→ Listed records
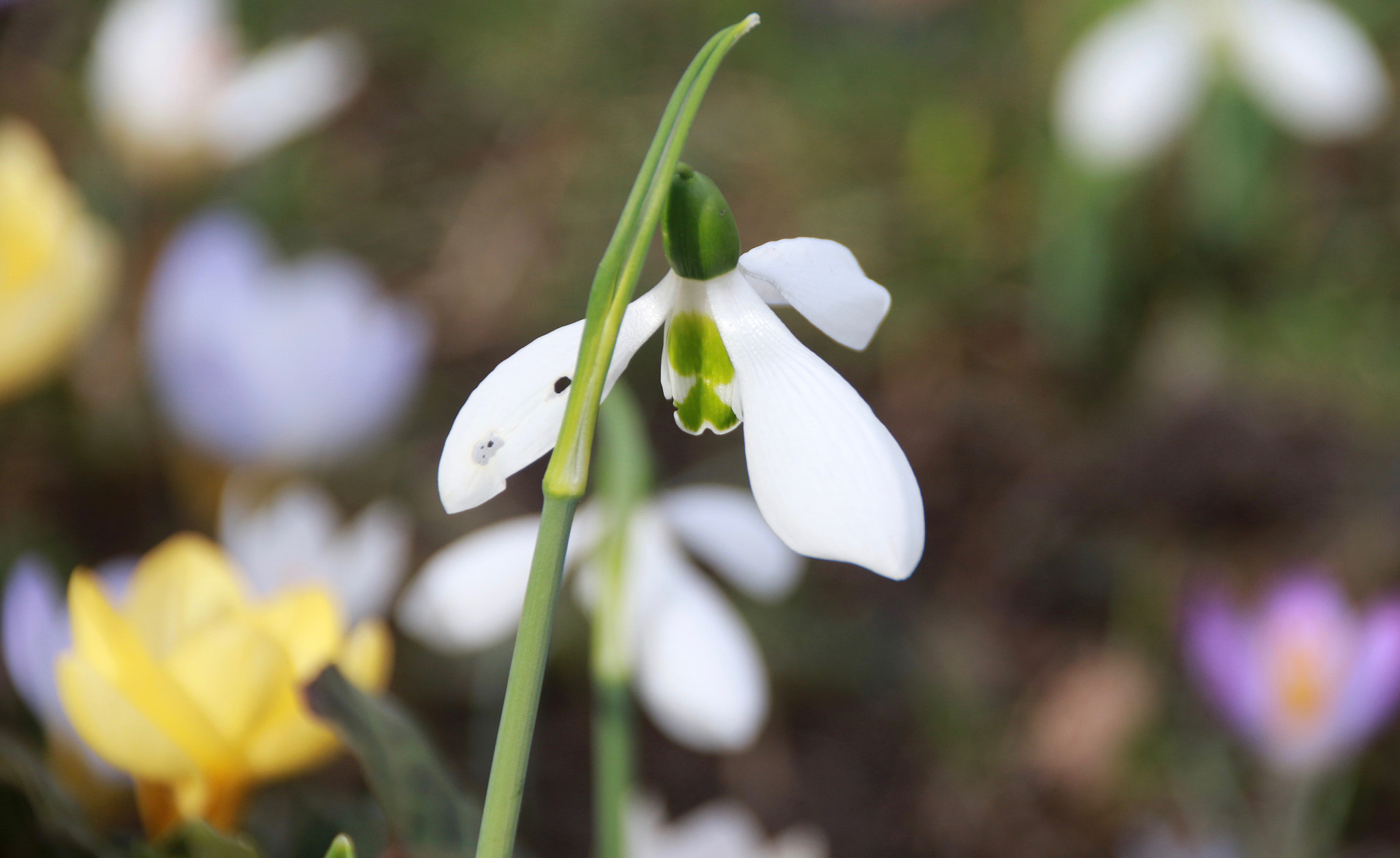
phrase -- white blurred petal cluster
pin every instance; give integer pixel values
(720, 829)
(697, 669)
(174, 92)
(297, 538)
(1131, 85)
(829, 478)
(280, 364)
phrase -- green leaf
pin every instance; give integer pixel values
(198, 840)
(427, 814)
(55, 809)
(340, 847)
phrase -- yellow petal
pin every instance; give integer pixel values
(57, 265)
(113, 728)
(104, 643)
(293, 738)
(232, 671)
(183, 585)
(307, 625)
(33, 209)
(367, 656)
(290, 741)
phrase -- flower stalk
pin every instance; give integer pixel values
(567, 474)
(625, 481)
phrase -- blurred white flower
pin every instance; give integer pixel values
(721, 829)
(697, 669)
(1135, 80)
(297, 538)
(276, 364)
(174, 93)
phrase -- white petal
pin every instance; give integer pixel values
(283, 93)
(721, 829)
(1131, 84)
(701, 676)
(723, 526)
(156, 68)
(1310, 66)
(470, 595)
(371, 554)
(822, 280)
(828, 477)
(514, 415)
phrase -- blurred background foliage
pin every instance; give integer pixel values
(1107, 388)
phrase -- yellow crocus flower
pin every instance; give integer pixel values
(56, 262)
(195, 691)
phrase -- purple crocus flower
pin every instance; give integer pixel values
(34, 630)
(1302, 676)
(276, 364)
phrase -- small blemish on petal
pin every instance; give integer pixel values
(486, 448)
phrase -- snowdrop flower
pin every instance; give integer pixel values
(278, 364)
(828, 477)
(193, 688)
(296, 538)
(56, 262)
(721, 829)
(174, 93)
(36, 630)
(1133, 84)
(1302, 676)
(697, 669)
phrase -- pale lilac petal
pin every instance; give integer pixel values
(36, 632)
(1218, 652)
(1373, 689)
(284, 366)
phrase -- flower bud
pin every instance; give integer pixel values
(697, 228)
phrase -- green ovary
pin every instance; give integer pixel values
(696, 351)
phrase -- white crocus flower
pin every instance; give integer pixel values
(297, 538)
(174, 93)
(829, 478)
(720, 829)
(1131, 85)
(697, 669)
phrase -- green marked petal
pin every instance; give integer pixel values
(701, 364)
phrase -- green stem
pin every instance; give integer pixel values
(623, 482)
(621, 267)
(507, 781)
(567, 474)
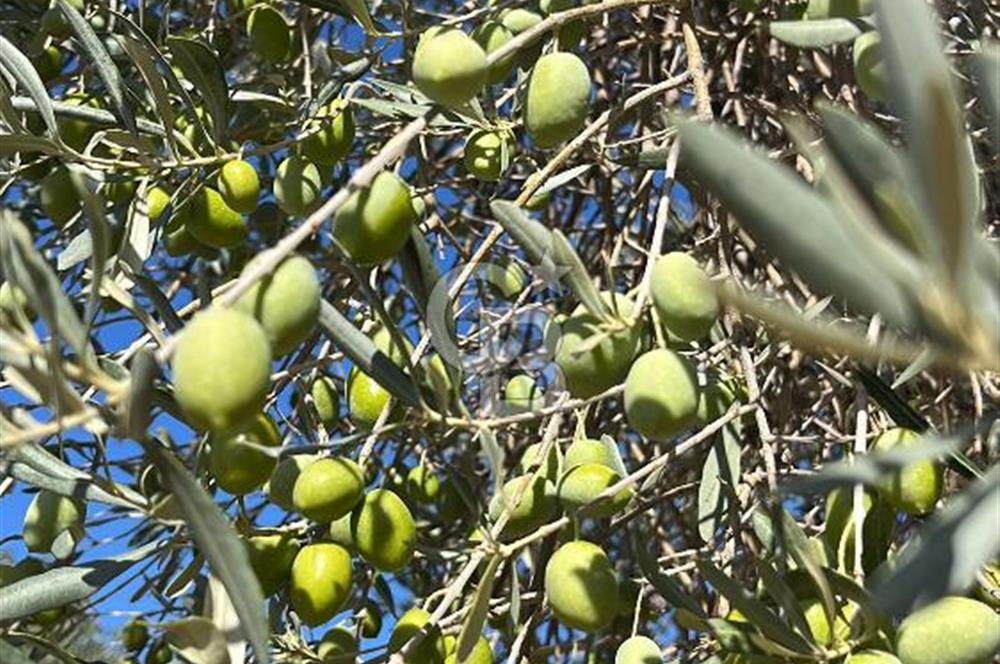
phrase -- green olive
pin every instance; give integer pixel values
(374, 223)
(58, 197)
(50, 515)
(338, 645)
(582, 484)
(237, 464)
(270, 36)
(286, 302)
(558, 99)
(328, 489)
(297, 185)
(222, 370)
(538, 505)
(430, 650)
(333, 137)
(638, 650)
(207, 217)
(917, 487)
(581, 586)
(320, 582)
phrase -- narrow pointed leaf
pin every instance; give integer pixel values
(226, 555)
(98, 56)
(366, 356)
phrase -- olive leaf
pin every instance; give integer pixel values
(949, 550)
(226, 555)
(202, 68)
(366, 356)
(472, 628)
(20, 68)
(98, 55)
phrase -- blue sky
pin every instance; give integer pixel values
(108, 534)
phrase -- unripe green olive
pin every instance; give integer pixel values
(818, 9)
(871, 657)
(49, 64)
(714, 400)
(558, 99)
(157, 200)
(422, 485)
(371, 623)
(270, 36)
(326, 400)
(589, 372)
(581, 586)
(297, 184)
(12, 300)
(285, 303)
(340, 532)
(638, 650)
(572, 32)
(683, 296)
(481, 654)
(522, 394)
(222, 369)
(917, 487)
(207, 217)
(551, 466)
(449, 66)
(661, 395)
(587, 450)
(988, 588)
(383, 531)
(320, 582)
(869, 66)
(491, 36)
(338, 645)
(487, 154)
(584, 483)
(239, 185)
(430, 650)
(48, 516)
(952, 630)
(58, 197)
(538, 505)
(332, 142)
(365, 399)
(374, 223)
(328, 489)
(75, 132)
(236, 463)
(271, 558)
(134, 636)
(839, 531)
(282, 482)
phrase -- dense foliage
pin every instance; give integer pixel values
(626, 330)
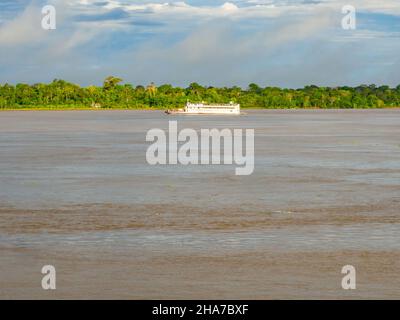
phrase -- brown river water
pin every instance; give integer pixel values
(76, 192)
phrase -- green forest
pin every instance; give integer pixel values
(113, 94)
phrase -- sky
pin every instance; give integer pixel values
(285, 43)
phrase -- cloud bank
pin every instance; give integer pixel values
(276, 43)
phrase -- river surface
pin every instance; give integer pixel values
(77, 192)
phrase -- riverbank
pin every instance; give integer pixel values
(72, 108)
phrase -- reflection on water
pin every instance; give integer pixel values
(75, 190)
(355, 237)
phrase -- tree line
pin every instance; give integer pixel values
(113, 94)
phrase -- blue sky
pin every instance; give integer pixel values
(287, 43)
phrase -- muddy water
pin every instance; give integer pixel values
(76, 192)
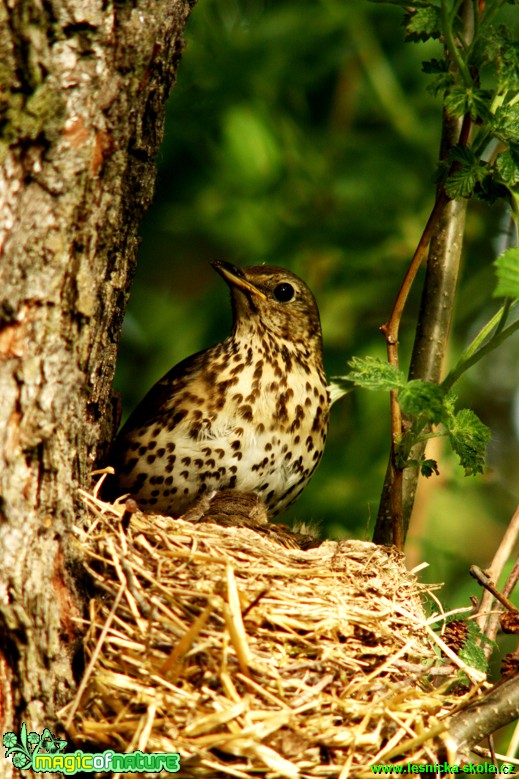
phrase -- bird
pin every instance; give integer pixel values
(248, 414)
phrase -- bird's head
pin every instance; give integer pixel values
(274, 302)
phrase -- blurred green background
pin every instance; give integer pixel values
(300, 133)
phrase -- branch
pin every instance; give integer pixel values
(498, 708)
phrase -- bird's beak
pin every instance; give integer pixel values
(236, 278)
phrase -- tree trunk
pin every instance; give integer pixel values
(83, 86)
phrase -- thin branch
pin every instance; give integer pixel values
(489, 622)
(494, 711)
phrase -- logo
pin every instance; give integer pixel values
(47, 753)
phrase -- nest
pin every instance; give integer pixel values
(250, 658)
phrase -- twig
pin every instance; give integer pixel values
(489, 622)
(488, 584)
(496, 709)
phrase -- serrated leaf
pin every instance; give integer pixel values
(469, 437)
(375, 374)
(507, 272)
(422, 398)
(422, 24)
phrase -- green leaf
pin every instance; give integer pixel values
(428, 467)
(472, 651)
(435, 66)
(505, 123)
(422, 398)
(405, 3)
(440, 84)
(475, 102)
(469, 436)
(338, 387)
(507, 164)
(422, 24)
(507, 272)
(463, 154)
(461, 183)
(374, 374)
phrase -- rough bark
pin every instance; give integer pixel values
(83, 85)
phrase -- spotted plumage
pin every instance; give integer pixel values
(250, 413)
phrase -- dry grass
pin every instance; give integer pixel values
(252, 659)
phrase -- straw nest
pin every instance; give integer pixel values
(249, 658)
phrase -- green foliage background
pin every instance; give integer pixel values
(301, 133)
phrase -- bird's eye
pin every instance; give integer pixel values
(284, 292)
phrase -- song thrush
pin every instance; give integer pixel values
(250, 413)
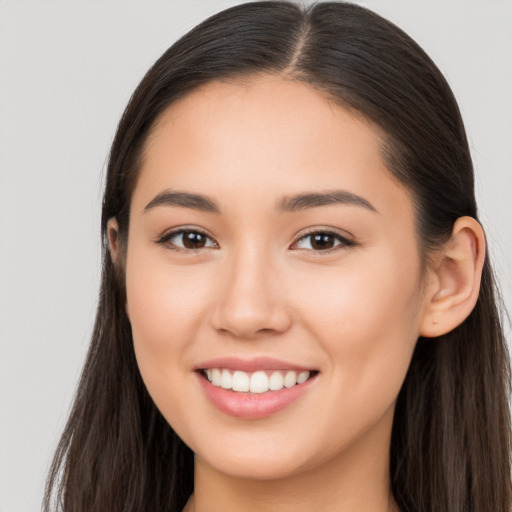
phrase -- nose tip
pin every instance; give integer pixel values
(252, 305)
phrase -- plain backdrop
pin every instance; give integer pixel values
(67, 70)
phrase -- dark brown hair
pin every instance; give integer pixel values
(450, 448)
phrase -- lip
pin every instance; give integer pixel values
(251, 365)
(252, 406)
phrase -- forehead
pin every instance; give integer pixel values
(263, 137)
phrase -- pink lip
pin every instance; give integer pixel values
(252, 406)
(250, 365)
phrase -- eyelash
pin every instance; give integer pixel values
(343, 241)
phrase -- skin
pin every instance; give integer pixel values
(259, 288)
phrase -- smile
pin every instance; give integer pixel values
(255, 389)
(256, 382)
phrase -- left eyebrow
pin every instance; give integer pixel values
(304, 201)
(185, 200)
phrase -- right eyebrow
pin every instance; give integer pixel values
(184, 199)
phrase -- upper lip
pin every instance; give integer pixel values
(250, 365)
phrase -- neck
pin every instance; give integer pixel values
(357, 479)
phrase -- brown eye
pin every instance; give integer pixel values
(320, 241)
(187, 239)
(193, 239)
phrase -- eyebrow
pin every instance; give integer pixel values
(287, 204)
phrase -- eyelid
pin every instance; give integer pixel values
(171, 233)
(345, 241)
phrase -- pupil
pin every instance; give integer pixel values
(323, 241)
(193, 240)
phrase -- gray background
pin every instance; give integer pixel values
(67, 70)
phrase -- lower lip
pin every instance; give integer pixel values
(252, 406)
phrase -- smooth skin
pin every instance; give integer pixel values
(256, 284)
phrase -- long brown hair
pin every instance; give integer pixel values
(450, 448)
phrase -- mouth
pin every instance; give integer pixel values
(256, 382)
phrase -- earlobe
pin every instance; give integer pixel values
(113, 238)
(454, 279)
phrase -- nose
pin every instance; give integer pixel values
(252, 302)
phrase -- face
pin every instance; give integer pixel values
(269, 246)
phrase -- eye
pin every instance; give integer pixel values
(183, 240)
(322, 241)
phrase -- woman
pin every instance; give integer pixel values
(297, 311)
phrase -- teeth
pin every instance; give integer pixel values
(290, 379)
(226, 381)
(240, 381)
(276, 381)
(257, 382)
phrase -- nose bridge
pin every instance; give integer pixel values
(252, 302)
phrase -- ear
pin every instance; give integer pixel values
(454, 280)
(113, 238)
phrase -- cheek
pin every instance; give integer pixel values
(366, 318)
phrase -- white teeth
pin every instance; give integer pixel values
(257, 382)
(216, 376)
(276, 381)
(302, 377)
(226, 380)
(290, 379)
(240, 381)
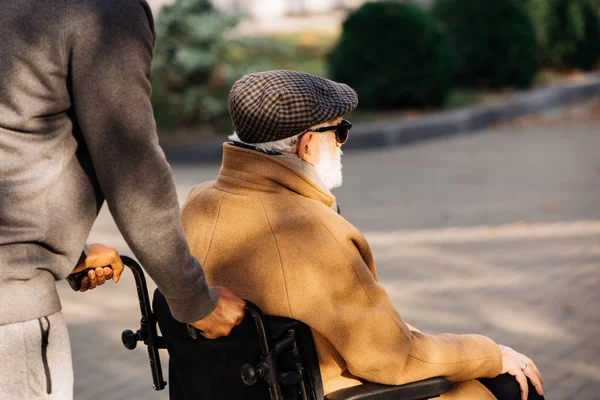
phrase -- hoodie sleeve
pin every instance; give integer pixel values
(110, 45)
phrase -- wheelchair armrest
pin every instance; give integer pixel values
(425, 389)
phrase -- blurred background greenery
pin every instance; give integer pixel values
(403, 59)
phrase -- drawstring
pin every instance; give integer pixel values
(45, 335)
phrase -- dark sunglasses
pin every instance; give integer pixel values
(342, 131)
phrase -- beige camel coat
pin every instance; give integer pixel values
(269, 233)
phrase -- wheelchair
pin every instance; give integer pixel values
(265, 358)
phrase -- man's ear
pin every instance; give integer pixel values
(306, 150)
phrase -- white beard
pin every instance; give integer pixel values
(329, 170)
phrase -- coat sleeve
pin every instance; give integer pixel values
(109, 47)
(332, 289)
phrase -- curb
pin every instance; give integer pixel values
(398, 132)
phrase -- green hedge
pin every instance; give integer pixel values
(568, 32)
(393, 55)
(493, 42)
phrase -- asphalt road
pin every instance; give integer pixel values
(496, 233)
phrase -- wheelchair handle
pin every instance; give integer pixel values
(76, 278)
(147, 332)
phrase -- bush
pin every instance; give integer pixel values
(568, 32)
(190, 40)
(198, 58)
(393, 55)
(493, 42)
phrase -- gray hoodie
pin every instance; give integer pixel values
(76, 128)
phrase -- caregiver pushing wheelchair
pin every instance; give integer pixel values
(318, 323)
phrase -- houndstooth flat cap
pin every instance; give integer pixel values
(274, 105)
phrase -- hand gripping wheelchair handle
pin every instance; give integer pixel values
(147, 332)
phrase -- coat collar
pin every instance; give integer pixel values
(244, 168)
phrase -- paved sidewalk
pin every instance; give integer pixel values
(497, 233)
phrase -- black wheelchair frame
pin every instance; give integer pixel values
(300, 377)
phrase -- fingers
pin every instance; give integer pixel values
(522, 379)
(117, 267)
(85, 284)
(228, 314)
(535, 377)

→ Task objective
Find the string "crocus" in the data. Report each line it appears in.

→ Exercise solution
phrase -- yellow crocus flower
phrase -- purple crocus flower
phrase -- white crocus flower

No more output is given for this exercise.